Task prompt. All the data below goes into the copy word for word, but the pictures don't.

Dataset.
= = = =
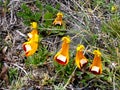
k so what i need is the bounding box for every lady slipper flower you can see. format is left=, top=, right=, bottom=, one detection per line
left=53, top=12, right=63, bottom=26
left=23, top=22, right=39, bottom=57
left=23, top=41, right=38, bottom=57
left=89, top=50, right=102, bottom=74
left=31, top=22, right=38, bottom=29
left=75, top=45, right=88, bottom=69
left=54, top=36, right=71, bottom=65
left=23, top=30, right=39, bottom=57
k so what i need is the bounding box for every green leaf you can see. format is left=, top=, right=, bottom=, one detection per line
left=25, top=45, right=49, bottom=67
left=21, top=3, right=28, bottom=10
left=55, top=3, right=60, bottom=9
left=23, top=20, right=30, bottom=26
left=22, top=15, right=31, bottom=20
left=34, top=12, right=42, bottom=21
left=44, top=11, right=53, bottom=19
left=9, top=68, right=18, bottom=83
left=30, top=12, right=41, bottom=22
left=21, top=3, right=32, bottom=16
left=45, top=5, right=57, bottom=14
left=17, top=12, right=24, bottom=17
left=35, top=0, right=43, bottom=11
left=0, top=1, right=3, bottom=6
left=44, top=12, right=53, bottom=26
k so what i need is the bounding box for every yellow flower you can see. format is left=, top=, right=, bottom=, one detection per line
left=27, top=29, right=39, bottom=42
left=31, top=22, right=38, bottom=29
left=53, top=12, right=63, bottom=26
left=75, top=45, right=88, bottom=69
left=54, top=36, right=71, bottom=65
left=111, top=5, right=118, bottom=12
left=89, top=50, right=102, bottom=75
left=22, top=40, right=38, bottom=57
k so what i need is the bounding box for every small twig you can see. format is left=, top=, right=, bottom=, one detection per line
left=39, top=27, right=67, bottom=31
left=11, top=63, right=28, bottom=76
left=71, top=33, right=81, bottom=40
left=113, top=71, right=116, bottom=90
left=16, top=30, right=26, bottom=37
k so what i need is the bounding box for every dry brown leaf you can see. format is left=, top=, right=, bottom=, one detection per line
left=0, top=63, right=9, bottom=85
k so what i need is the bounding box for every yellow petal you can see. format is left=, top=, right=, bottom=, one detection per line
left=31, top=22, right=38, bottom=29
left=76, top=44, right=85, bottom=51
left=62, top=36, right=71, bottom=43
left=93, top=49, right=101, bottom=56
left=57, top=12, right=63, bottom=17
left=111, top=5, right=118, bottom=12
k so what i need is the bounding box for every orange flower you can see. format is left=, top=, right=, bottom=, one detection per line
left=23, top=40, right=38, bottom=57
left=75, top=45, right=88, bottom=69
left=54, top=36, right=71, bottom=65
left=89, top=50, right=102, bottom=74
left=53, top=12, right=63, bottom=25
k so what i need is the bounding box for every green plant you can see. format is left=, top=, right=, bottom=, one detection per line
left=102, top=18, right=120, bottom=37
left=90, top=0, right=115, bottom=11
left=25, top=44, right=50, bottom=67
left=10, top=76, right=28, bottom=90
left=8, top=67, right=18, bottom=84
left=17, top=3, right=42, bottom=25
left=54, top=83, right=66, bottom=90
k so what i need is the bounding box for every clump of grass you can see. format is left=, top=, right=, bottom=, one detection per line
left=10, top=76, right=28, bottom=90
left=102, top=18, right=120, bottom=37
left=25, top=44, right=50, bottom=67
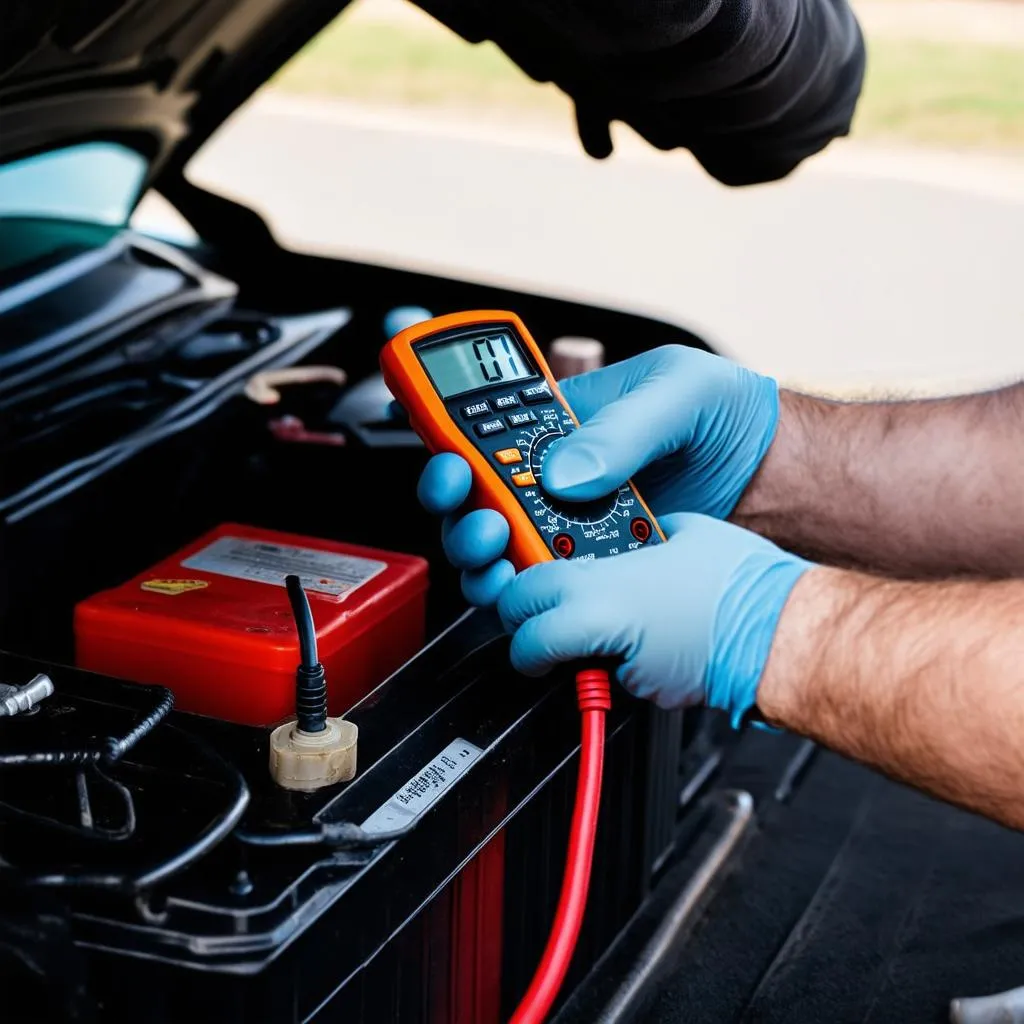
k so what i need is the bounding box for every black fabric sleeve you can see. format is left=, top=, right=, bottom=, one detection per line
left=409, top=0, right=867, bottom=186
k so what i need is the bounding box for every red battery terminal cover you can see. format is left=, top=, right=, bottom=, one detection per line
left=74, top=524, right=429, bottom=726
= = = =
Result of this task.
k so what i need is the bounding box for every lady slipper flower you can see. format is left=, top=, right=, bottom=, one detection per line
left=53, top=12, right=63, bottom=26
left=23, top=22, right=39, bottom=57
left=23, top=41, right=38, bottom=57
left=89, top=50, right=102, bottom=74
left=31, top=22, right=38, bottom=29
left=75, top=45, right=88, bottom=69
left=54, top=36, right=71, bottom=65
left=23, top=30, right=39, bottom=57
k so what i need is the bounding box for every green leaf you can see. format is left=, top=, right=, bottom=, one detection per line
left=25, top=45, right=49, bottom=67
left=21, top=3, right=28, bottom=10
left=55, top=3, right=60, bottom=9
left=23, top=20, right=30, bottom=26
left=22, top=15, right=31, bottom=20
left=34, top=12, right=42, bottom=21
left=44, top=11, right=53, bottom=19
left=9, top=68, right=18, bottom=83
left=30, top=12, right=41, bottom=22
left=21, top=3, right=32, bottom=16
left=45, top=5, right=57, bottom=14
left=17, top=12, right=24, bottom=17
left=35, top=0, right=43, bottom=11
left=0, top=1, right=3, bottom=6
left=44, top=12, right=53, bottom=26
k so what i need is the bounding box for every yellow flower you can see. format is left=, top=, right=, bottom=, one detection per line
left=27, top=29, right=39, bottom=42
left=31, top=22, right=38, bottom=29
left=53, top=12, right=63, bottom=26
left=75, top=45, right=88, bottom=69
left=54, top=36, right=71, bottom=65
left=111, top=5, right=118, bottom=12
left=89, top=50, right=102, bottom=75
left=22, top=40, right=38, bottom=57
k so what i need is the bounding box for every small twig you can see. format is left=, top=, right=, bottom=, one detection per line
left=39, top=27, right=67, bottom=31
left=11, top=63, right=28, bottom=76
left=71, top=33, right=81, bottom=40
left=113, top=71, right=116, bottom=90
left=16, top=30, right=26, bottom=37
k so what i need is the bounding box for every dry brown leaf you can see. format is left=, top=, right=, bottom=, one detection per line
left=0, top=63, right=9, bottom=85
k so what i need is the bounding box for every yellow petal you can see. format is left=, top=, right=, bottom=, one detection per line
left=31, top=22, right=38, bottom=29
left=76, top=44, right=85, bottom=51
left=62, top=36, right=71, bottom=43
left=93, top=49, right=101, bottom=56
left=57, top=12, right=63, bottom=17
left=111, top=5, right=118, bottom=12
k so what i need is the bounding box for every orange flower you can see. format is left=, top=, right=, bottom=, one detection per line
left=23, top=40, right=38, bottom=57
left=75, top=45, right=88, bottom=69
left=54, top=36, right=71, bottom=65
left=89, top=50, right=102, bottom=74
left=53, top=12, right=63, bottom=25
k so what i need is the bounding box for every green plant you can see. format is left=, top=, right=, bottom=, one detection per line
left=102, top=18, right=120, bottom=37
left=90, top=0, right=115, bottom=11
left=25, top=44, right=50, bottom=67
left=10, top=76, right=28, bottom=90
left=8, top=67, right=18, bottom=84
left=17, top=3, right=42, bottom=25
left=54, top=83, right=66, bottom=90
k so what i need is the bounding box for every clump of grass you can see. format is left=, top=, right=, bottom=, one detection per line
left=10, top=76, right=28, bottom=90
left=102, top=18, right=120, bottom=37
left=25, top=44, right=50, bottom=67
k so what i need is the bounding box for every black fabric sleeve you can see. format is left=, top=, right=, bottom=, one detection per line
left=409, top=0, right=867, bottom=186
k so what i need is the bounding box for every red battery terminal cover you can see. format is left=, top=, right=, bottom=, one detection per line
left=74, top=524, right=429, bottom=726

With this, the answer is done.